TASK DIRECTIONS:
Reproduce the following lines verbatim, omitting the pictures.

DATA:
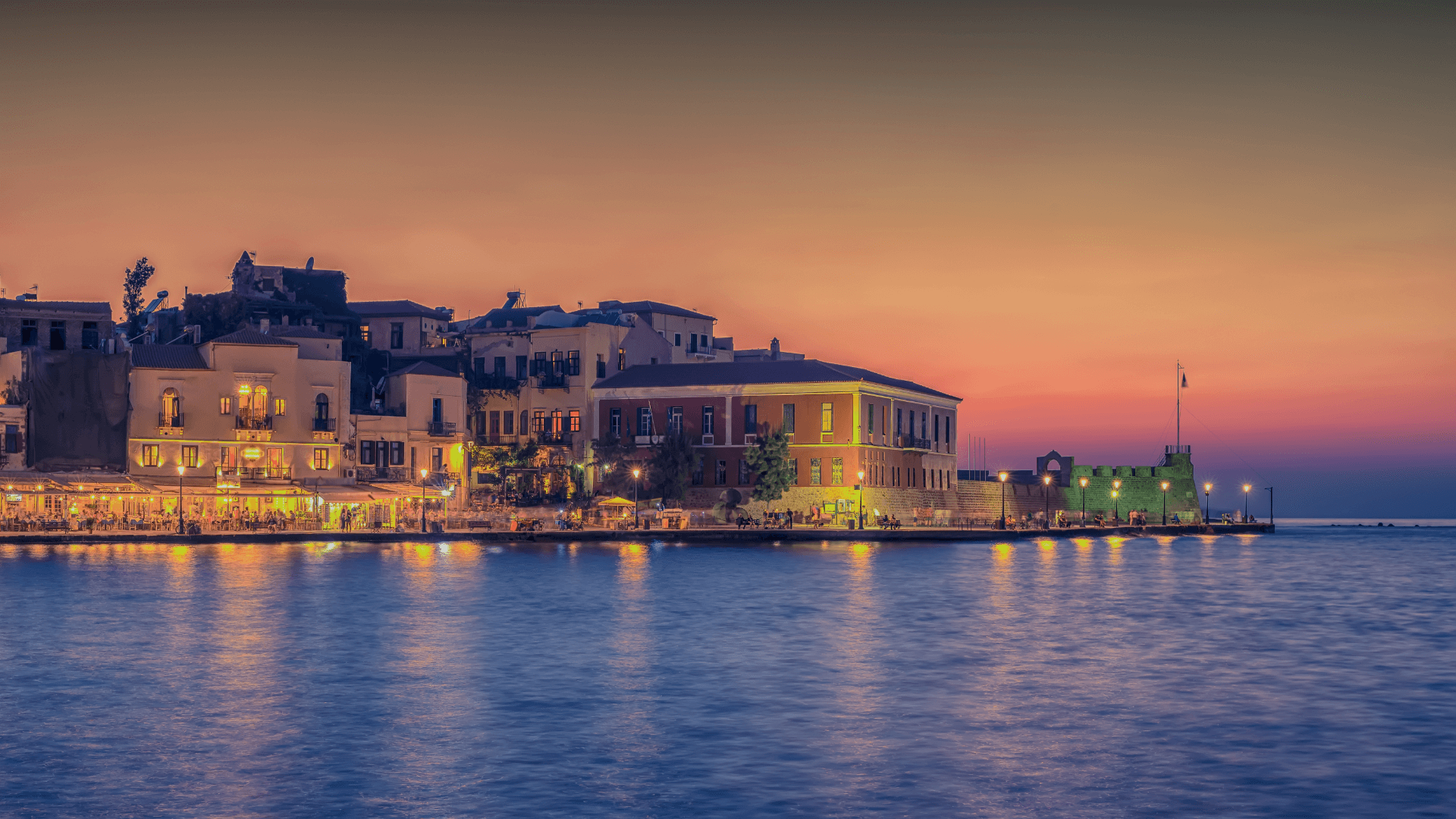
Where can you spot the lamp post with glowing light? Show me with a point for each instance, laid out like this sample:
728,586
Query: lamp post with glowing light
1046,502
861,487
637,483
1003,475
181,531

REPLY TO THE EXERCISE:
Where can you spot the lamp post with glowing light? Show me with a point for each instance, laid out like this sample:
728,586
Query: lamp post with glowing light
1046,502
861,487
637,483
1003,475
181,531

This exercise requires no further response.